⟨

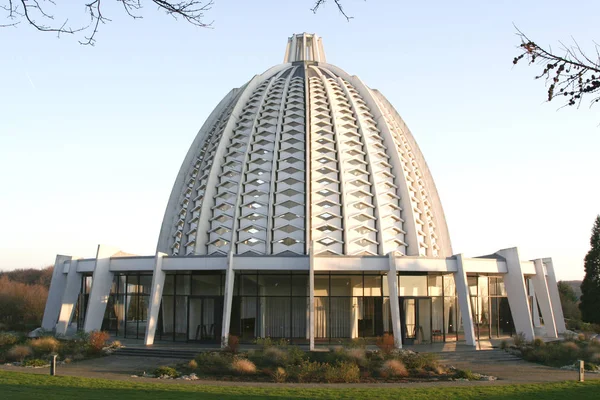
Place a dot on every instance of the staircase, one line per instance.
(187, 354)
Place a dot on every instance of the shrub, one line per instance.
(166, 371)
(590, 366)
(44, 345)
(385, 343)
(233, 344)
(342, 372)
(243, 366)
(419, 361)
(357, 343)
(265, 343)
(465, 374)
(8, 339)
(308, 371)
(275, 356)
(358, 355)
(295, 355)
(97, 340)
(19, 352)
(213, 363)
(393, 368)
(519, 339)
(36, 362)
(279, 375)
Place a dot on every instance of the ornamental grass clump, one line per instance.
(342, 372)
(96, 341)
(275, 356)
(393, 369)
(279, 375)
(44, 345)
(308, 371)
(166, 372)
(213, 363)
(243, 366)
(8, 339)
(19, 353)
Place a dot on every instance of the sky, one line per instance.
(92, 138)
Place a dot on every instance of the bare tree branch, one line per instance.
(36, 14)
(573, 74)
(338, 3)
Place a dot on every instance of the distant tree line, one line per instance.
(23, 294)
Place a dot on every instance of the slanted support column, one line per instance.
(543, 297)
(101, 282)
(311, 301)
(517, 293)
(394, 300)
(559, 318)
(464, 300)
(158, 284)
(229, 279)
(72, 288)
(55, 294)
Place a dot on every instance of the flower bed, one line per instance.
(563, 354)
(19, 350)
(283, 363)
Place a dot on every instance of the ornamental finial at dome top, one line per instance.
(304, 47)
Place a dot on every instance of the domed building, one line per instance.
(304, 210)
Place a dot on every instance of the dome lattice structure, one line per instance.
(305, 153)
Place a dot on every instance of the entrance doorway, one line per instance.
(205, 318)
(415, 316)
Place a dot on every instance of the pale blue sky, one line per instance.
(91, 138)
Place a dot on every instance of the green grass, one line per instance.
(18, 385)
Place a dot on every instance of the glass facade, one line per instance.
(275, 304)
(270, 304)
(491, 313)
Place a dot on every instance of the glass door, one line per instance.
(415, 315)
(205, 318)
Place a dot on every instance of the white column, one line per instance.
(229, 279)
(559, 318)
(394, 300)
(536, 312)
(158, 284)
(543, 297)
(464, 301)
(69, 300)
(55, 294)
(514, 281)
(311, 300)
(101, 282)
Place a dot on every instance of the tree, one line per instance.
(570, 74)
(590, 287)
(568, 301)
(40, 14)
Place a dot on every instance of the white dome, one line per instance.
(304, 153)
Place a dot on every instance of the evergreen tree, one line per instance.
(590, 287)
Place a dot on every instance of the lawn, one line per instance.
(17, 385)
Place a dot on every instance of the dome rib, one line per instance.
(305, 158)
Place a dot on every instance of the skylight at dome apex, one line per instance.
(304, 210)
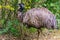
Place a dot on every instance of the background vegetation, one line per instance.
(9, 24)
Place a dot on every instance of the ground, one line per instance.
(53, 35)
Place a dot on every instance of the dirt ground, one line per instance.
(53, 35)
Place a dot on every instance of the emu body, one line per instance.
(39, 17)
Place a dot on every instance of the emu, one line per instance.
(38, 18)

⟩
⟨

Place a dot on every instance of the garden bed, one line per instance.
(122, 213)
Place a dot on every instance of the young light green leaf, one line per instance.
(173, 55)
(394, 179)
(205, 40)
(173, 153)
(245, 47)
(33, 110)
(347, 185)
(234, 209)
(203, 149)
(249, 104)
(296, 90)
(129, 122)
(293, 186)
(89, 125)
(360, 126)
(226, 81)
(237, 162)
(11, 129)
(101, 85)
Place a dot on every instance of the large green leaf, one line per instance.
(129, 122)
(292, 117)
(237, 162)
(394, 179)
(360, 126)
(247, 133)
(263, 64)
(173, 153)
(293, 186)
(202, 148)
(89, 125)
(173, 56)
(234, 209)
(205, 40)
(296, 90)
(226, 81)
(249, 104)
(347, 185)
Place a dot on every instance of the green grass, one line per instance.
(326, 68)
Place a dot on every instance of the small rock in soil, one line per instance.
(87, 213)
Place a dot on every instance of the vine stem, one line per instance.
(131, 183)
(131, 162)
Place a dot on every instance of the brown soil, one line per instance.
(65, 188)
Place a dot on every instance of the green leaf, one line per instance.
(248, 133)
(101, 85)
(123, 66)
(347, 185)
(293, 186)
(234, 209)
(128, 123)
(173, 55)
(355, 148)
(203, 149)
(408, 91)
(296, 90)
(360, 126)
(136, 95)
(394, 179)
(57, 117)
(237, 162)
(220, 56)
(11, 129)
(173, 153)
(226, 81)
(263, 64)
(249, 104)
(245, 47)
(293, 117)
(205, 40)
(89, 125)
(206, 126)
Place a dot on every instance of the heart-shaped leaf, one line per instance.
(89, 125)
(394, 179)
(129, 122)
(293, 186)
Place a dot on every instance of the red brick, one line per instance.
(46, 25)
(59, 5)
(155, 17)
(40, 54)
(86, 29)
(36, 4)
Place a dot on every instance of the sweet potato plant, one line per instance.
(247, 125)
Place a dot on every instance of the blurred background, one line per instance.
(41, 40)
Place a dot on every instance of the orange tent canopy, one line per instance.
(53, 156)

⟩

Job> Count the lines in the items above that contain the word "column" and give only that number.

Task result> 2